-- begin Text block --

I quietly called him aside and explained that as a curvy size 12 with a mummy tummy after three babies, I was not sure I would be able to do what he was doing.

His response was overwhelmingly positive. He assured me he was 100 per cent confident I would manage all the moves in his class. There was no backing out. I was sceptical, but I need not have been.

During the class, he explained everything step by step and, within a few minutes, I was swinging back and forth, feeling quite proud of myself.

On hand at the Drogheda studio to help was Laura Armada, the first qualified instructor in anti-gravity yoga in Ireland.

Whenever a member of the class had difficulty or reservations about a move, the instructors stepped in to coach us. As we progressed with the lesson, most of us got to grips with what we needed to do to achieve the various “yoga” positions. Even ones that looked impossible initially were quite manageable.

Harrison taught singer Mariah Carey and other musicians and dancers the art of performing yoga in a hammock. His clients said it helped them to tone up and feel rejuvenated, as well as improving back problems and posture.This feedback inspired him to turn it into a form of exercise for everyone – which he did about three years ago.

-- end Text block --
-- begin Given information --

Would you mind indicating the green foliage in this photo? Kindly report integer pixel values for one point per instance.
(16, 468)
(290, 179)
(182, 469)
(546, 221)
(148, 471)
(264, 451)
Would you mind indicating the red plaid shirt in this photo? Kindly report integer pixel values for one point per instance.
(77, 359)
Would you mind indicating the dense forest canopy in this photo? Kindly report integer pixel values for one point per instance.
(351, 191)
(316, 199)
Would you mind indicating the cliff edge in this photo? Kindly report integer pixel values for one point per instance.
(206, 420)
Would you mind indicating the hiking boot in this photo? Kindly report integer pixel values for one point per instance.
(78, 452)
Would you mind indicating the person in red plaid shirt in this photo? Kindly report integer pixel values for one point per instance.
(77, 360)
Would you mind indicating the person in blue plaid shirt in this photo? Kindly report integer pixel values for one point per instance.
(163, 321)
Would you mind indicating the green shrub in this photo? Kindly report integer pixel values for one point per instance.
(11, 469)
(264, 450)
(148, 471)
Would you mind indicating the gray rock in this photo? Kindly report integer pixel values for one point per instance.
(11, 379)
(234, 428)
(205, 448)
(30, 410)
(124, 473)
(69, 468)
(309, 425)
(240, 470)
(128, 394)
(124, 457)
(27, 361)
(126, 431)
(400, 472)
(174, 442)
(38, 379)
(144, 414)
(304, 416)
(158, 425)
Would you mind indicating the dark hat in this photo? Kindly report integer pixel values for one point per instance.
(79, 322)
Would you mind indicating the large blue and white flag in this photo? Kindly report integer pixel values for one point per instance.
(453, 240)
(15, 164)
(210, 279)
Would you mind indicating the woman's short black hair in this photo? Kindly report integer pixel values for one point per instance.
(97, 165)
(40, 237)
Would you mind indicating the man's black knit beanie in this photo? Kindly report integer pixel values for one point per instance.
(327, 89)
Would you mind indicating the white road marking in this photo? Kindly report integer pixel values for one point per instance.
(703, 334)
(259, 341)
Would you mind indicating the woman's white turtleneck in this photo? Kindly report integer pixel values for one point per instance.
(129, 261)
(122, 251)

-- end Given information --
-- begin Given information --

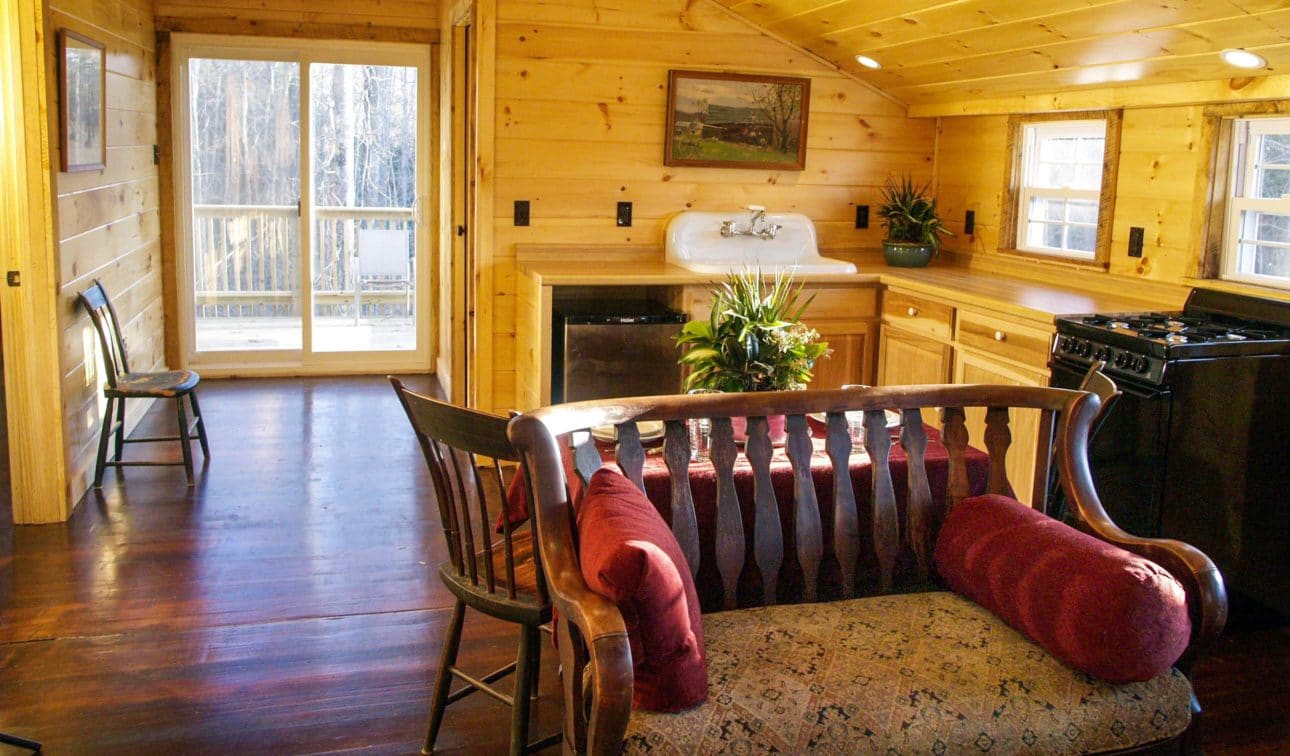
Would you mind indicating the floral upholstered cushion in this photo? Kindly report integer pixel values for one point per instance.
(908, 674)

-- end Given information --

* **Your instructions**:
Switch "class" to "session" in the anti-gravity yoga text from "His response was" to "were quite manageable.", and give that stretch back in full. The items come from a different source than the text.

* **Task result**:
His response was overwhelmingly positive. He assured me he was 100 per cent confident I would manage all the moves in his session. There was no backing out. I was sceptical, but I need not have been.

During the session, he explained everything step by step and, within a few minutes, I was swinging back and forth, feeling quite proud of myself.

On hand at the Drogheda studio to help was Laura Armada, the first qualified instructor in anti-gravity yoga in Ireland.

Whenever a member of the session had difficulty or reservations about a move, the instructors stepped in to coach us. As we progressed with the lesson, most of us got to grips with what we needed to do to achieve the various “yoga” positions. Even ones that looked impossible initially were quite manageable.